> Your assignment: Return the data exactly, without pictures.

(Stored data entries)
▬▬▬▬▬▬▬▬▬▬

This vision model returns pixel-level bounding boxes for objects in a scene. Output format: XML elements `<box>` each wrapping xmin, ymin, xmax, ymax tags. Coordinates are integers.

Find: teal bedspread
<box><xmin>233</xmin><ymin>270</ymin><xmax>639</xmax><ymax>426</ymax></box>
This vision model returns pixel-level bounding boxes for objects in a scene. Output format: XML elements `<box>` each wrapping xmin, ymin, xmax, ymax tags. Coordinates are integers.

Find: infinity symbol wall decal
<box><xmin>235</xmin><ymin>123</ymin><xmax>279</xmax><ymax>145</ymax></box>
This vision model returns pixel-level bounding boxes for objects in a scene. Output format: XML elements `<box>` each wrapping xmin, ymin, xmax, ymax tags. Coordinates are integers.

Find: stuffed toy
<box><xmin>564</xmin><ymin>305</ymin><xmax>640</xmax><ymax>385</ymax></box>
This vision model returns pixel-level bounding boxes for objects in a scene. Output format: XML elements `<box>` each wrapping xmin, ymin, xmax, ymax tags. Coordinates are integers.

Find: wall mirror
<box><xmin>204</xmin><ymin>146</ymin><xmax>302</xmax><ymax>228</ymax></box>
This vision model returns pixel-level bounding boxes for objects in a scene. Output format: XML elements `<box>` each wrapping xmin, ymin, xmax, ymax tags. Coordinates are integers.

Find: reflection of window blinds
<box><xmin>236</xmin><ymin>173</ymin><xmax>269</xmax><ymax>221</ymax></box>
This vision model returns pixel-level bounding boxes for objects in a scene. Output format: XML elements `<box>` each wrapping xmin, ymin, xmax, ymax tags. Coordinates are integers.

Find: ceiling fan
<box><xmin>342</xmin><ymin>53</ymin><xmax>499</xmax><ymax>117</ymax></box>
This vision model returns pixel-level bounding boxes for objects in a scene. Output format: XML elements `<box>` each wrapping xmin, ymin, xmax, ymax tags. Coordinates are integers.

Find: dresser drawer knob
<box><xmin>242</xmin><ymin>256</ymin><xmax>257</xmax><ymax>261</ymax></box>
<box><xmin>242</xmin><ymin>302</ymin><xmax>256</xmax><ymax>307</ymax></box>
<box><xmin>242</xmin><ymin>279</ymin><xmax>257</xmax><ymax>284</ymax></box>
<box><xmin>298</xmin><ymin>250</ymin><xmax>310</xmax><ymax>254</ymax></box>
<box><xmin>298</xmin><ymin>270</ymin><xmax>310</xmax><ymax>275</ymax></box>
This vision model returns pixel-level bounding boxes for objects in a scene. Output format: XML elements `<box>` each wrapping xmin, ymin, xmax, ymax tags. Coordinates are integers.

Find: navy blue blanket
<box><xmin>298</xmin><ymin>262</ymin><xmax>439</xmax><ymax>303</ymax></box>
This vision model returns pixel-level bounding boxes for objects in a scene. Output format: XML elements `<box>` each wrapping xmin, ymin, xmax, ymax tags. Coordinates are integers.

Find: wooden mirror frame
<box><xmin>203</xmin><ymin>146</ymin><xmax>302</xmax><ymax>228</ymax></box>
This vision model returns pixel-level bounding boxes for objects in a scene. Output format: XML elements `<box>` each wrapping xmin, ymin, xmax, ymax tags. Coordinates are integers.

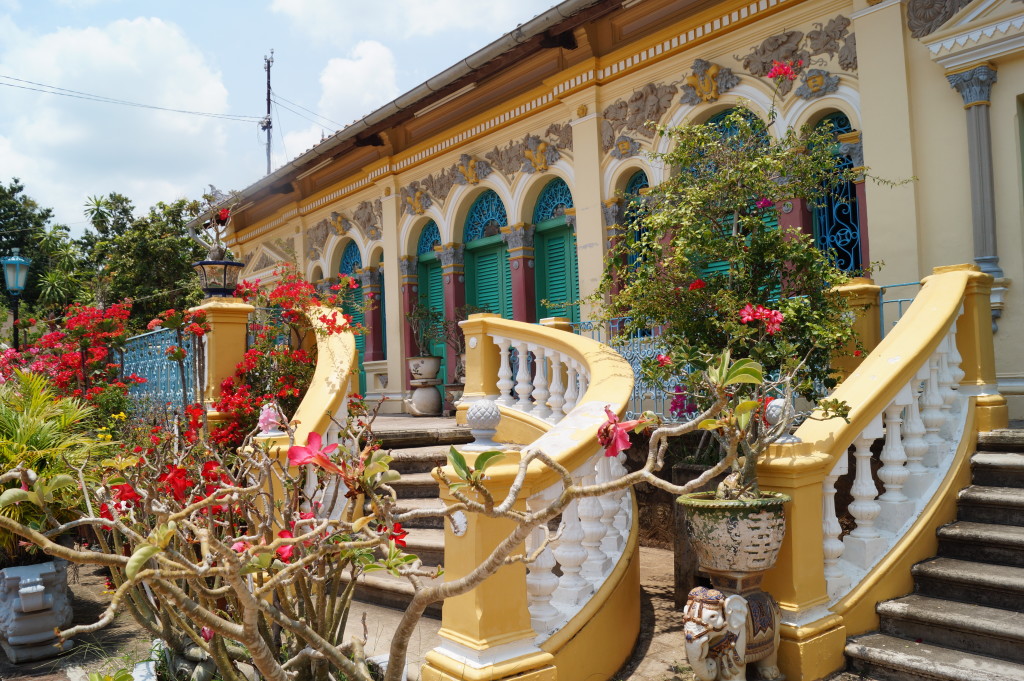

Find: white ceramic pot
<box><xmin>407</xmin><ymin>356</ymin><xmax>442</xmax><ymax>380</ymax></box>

▬▬▬▬▬▬▬▬▬▬

> Result of this task:
This vision model returns pixel-level bounding boxes for objects in a scene. Output format: XML elements `<box>` each wrapping xmin, ymin, xmax, ymax tags. Coordinates are integers.

Find: teal bedspread
<box><xmin>233</xmin><ymin>270</ymin><xmax>639</xmax><ymax>426</ymax></box>
This vision model returns pixel-level bounding boxes for objects in a scene. Output format: XML elements `<box>` each wrapping xmin, ymin, xmax, ymax tags. Coordinates are integers.

Find: infinity symbol wall decal
<box><xmin>235</xmin><ymin>123</ymin><xmax>279</xmax><ymax>145</ymax></box>
This vision model returns pixel-level bounding boxes for objects in a scene. Output format: XML elements `<box>` each wrapping xmin, ymin, xmax, ymax tags. Coordinates are integers.

Find: stuffed toy
<box><xmin>564</xmin><ymin>305</ymin><xmax>640</xmax><ymax>385</ymax></box>
This vision model returns pixel-level bounding boxes for objects in a scene. Output format: XML elements `<box>` each wrapping xmin, ymin, xmax, ymax tags. Coordinates are integers.

Find: wall mirror
<box><xmin>204</xmin><ymin>146</ymin><xmax>302</xmax><ymax>228</ymax></box>
This vision model returns pixel-level bounding boxes for objects in a scene. Output format: XML elements `<box>` each wrapping xmin, ymin, xmax, ymax tags. Coordinates are integers.

Find: reflection of window blinds
<box><xmin>236</xmin><ymin>173</ymin><xmax>269</xmax><ymax>221</ymax></box>
This vision model returns pixel-level bounding boxes for objects in a scene. Output format: XML elements `<box>` each wrapping xmin, ymin, xmax, ymax tags. Coordinates are integers.

Find: ceiling fan
<box><xmin>342</xmin><ymin>53</ymin><xmax>499</xmax><ymax>117</ymax></box>
This vision model returns pixel-level bounding boxes for objects in a scene. Output format: XML elements `<box>` each wrapping xmin, ymin, xmax, ymax tags. Coordinates are integers.

Find: dresser drawer knob
<box><xmin>242</xmin><ymin>256</ymin><xmax>257</xmax><ymax>261</ymax></box>
<box><xmin>242</xmin><ymin>302</ymin><xmax>256</xmax><ymax>307</ymax></box>
<box><xmin>242</xmin><ymin>279</ymin><xmax>257</xmax><ymax>284</ymax></box>
<box><xmin>298</xmin><ymin>250</ymin><xmax>310</xmax><ymax>254</ymax></box>
<box><xmin>298</xmin><ymin>270</ymin><xmax>310</xmax><ymax>275</ymax></box>
This vision model returns pixel-level bounding boxes for objects in a scene. Output format: XML elements `<box>` each wrapping xmin, ymin, xmax, ymax tags. Coordinates are integers.

Find: navy blue blanket
<box><xmin>298</xmin><ymin>262</ymin><xmax>439</xmax><ymax>303</ymax></box>
This vision model returns pixel-level bounding boxes for objects in a scene. Output format: XML elements `<box>` each wrapping xmin, ymin, xmax, ymax tags. Coordinates are integers.

Find: wooden mirror frame
<box><xmin>203</xmin><ymin>146</ymin><xmax>302</xmax><ymax>228</ymax></box>
This vision model returns pixel-level bounding boxes for objects in a scene. Output format: XML elements `<box>` each wrapping xmin, ymin, xmax, ymax tags. Coordinates are integers.


Find: white ceramic pot
<box><xmin>407</xmin><ymin>356</ymin><xmax>442</xmax><ymax>380</ymax></box>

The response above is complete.